:: Stored data ::
--------------------------------
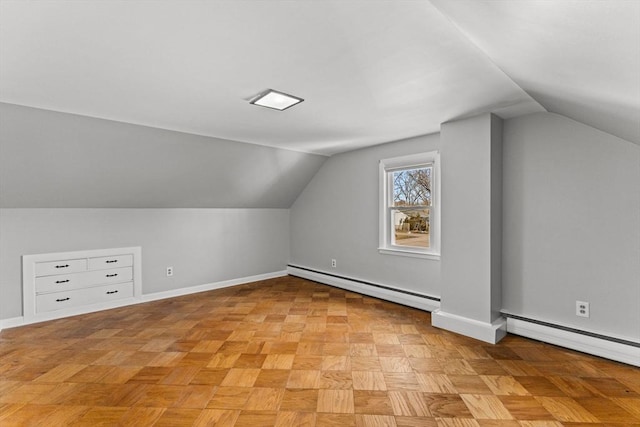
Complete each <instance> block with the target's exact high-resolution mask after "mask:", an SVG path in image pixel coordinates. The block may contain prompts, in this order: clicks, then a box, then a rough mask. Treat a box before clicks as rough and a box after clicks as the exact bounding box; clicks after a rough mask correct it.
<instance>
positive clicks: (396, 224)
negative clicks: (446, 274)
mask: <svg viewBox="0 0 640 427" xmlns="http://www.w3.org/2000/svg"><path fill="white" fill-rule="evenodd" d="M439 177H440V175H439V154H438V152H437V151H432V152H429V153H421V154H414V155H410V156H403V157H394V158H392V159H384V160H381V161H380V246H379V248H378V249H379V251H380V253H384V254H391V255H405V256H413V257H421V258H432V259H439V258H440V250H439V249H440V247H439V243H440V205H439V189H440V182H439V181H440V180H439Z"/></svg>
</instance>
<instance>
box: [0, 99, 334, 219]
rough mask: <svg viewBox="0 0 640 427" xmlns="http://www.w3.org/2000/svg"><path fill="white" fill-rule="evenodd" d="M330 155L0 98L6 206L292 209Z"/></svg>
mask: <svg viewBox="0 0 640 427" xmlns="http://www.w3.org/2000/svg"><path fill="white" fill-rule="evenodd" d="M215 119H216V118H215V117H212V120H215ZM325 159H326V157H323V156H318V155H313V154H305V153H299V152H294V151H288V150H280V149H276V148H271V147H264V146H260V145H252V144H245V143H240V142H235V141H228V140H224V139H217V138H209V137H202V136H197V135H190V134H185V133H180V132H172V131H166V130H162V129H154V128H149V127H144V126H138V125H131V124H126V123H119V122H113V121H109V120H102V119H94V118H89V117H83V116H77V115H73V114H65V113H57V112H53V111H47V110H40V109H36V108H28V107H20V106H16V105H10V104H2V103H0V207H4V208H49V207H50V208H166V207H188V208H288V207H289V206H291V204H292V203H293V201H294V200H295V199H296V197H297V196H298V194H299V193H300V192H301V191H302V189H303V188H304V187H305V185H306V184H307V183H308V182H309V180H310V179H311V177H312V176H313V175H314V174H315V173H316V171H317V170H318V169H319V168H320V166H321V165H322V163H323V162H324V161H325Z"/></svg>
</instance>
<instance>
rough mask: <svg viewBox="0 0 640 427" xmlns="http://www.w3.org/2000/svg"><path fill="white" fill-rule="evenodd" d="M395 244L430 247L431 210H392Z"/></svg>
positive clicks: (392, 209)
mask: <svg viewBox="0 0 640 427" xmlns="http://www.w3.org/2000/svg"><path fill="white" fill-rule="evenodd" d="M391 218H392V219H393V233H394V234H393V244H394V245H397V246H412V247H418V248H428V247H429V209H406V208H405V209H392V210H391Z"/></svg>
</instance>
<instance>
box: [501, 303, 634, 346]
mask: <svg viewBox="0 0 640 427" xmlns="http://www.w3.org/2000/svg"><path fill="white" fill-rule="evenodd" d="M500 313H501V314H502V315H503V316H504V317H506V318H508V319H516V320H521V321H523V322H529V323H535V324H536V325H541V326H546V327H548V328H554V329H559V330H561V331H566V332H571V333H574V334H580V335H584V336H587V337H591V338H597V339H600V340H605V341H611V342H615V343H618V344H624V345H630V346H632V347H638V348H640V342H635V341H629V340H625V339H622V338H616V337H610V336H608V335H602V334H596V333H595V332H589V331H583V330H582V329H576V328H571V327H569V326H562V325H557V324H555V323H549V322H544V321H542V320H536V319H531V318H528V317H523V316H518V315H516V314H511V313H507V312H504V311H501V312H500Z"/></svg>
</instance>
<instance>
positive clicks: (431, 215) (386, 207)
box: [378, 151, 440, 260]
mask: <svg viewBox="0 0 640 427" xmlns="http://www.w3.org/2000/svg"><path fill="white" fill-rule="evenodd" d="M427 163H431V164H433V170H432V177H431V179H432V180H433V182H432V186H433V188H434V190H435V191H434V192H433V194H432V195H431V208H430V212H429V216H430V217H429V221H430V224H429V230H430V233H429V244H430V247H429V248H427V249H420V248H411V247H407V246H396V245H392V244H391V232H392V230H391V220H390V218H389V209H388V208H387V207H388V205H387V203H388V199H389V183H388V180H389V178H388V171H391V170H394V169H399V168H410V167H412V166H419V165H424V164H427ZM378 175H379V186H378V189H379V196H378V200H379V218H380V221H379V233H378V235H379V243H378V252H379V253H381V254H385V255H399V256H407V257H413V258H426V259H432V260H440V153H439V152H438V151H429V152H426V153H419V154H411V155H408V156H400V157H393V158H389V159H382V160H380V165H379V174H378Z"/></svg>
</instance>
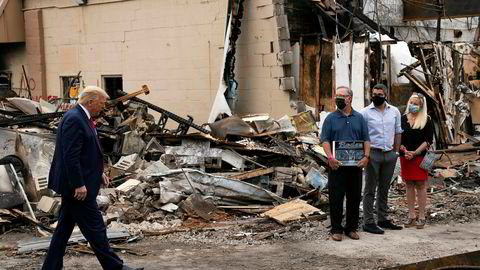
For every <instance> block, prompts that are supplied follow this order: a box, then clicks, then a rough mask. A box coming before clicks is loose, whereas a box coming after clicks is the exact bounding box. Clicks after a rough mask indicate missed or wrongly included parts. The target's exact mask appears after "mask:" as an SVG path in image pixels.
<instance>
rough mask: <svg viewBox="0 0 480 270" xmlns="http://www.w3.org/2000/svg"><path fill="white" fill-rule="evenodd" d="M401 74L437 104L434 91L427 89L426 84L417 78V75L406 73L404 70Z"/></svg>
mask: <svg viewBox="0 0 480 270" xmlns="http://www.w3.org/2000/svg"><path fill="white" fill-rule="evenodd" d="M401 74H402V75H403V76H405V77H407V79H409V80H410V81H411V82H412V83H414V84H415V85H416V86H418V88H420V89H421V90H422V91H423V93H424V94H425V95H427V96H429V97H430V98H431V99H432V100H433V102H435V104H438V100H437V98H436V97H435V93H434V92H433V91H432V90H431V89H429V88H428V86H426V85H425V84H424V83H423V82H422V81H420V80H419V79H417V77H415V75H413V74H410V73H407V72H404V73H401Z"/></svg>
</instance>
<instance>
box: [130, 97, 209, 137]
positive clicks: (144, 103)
--------------------------------
:: Your goal ::
State how many lines of the records above contain the string "positive", treating uppercase and lowercase letters as different, and give only that number.

:: Solution ::
4